PASSAGE PROVIDED »
The Rise of Adversary Behavior Models
The ATT&CK framework leverages real-world threat data and reports from past incidents to codify adversary behavior into 11 high-level tactics ranging from initial access and execution to exfiltration and command & control. The ATT&CK framework helps establish an elaborate and proactive understanding of the actors, campaigns, and TTPs targeting different organizations. This improves multiple areas of security operations such as:
- Defensive Gap Assessment
- Cyber Threat Intelligence Enrichment
- Adversary Emulation
- Threat Hunting
- Behavioral Analytics Development
- Incident Response
Above all, the existence of such frameworks has also fueled the development of next-generation solutions for improved threat intelligence and incident response.
Behavior-based Threat Intel Solutions
“It is of the highest importance in the art of detection to be able to recognize, out of a number of facts, which are incidental and which vital. Otherwise, your energy and attention must be dissipated instead of being concentrated.” -- Sherlock Holmes
Security analysts regularly face the challenge of sifting through large amounts of threat information collected from multiple sources and alerts generated from internal tools. Staying true to the spirit of Sherlock Holmes, they need to focus on identifying the most relevant indicators and patterns connecting different indicators, incidents, or threats. Additionally, studying adversary behavior is a vital step for security analysts to gain a deep understanding of their threat environment. Such multifold responsibilities cannot be handled effectively by relying on manual processes, especially due to the exploding amount of threat data generated every day.

THE DATA »

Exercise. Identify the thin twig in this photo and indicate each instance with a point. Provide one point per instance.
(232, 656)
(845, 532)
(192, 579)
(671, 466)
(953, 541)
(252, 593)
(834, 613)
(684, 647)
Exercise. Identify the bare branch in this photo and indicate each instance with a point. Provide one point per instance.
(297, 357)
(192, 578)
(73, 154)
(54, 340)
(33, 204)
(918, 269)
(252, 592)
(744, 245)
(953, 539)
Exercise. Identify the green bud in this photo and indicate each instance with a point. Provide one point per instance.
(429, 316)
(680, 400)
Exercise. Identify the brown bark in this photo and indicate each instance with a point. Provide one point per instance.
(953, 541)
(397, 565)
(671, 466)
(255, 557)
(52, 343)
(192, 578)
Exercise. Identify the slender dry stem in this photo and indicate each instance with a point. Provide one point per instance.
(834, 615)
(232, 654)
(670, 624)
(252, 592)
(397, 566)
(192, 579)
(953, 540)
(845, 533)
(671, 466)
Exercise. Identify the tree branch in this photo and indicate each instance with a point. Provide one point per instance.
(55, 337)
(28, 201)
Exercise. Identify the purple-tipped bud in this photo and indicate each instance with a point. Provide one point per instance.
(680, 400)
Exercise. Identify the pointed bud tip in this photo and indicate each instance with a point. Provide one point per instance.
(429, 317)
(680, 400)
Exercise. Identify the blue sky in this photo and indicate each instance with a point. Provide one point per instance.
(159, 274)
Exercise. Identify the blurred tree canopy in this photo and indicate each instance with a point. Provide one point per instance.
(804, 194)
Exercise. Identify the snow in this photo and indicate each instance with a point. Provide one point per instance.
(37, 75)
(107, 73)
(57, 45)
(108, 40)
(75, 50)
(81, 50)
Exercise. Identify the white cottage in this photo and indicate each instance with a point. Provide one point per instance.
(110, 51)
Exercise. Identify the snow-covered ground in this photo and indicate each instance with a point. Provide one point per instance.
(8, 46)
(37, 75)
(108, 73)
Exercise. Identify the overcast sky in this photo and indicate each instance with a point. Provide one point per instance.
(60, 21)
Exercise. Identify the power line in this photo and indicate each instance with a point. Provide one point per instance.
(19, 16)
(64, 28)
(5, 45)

TASK REQUIREMENTS »
(a) In the threat intelligence passage, recast the paragraph beginning "Security analysts regularly face" as a short bulleted list that keeps its main facts.
(b) Carry on the threat intelligence passage, starting right after its final sentence.
The records have no connection to the threat intelligence passage.

ANSWERS BY TASK »
(a)
- Security analysts must sift through large amounts of threat information from multiple sources, plus alerts from internal tools.
- Like Sherlock Holmes, they need to pick out the most relevant indicators and the patterns connecting indicators, incidents, or threats.
- Studying adversary behavior is vital for understanding their threat environment.
- Manual processes cannot handle these duties effectively, especially with the exploding volume of threat data generated every day.

(b)
Addressing these issues, Cyware Threat Intelligence eXchange (CTIX) allows security teams to seamlessly adopt a behavior-based approach to threat detection and analysis. It integrates threat information from internal tools such as Firewall, SIEM, IPS, IDS, etc as well as external sources like Threat Intel providers, Information Sharing communities, and more. By combining and correlating threat data from various sources and adding customized contextual parameters to the mix, it determines the severity of each specific threat for the organization. This helps security teams develop a broader understanding of their threat environment and effectively detect any anomalous activity.
Equipped with the right tools and an in-depth understanding of the adversary behavior, security teams can focus their efforts on the most relevant threats and build lasting protective measures against them. Thus, the behavior-based approach to threat detection and threat analysis serves as the next generation paradigm for organizations to effectively defend against advanced threats and improve their security posture.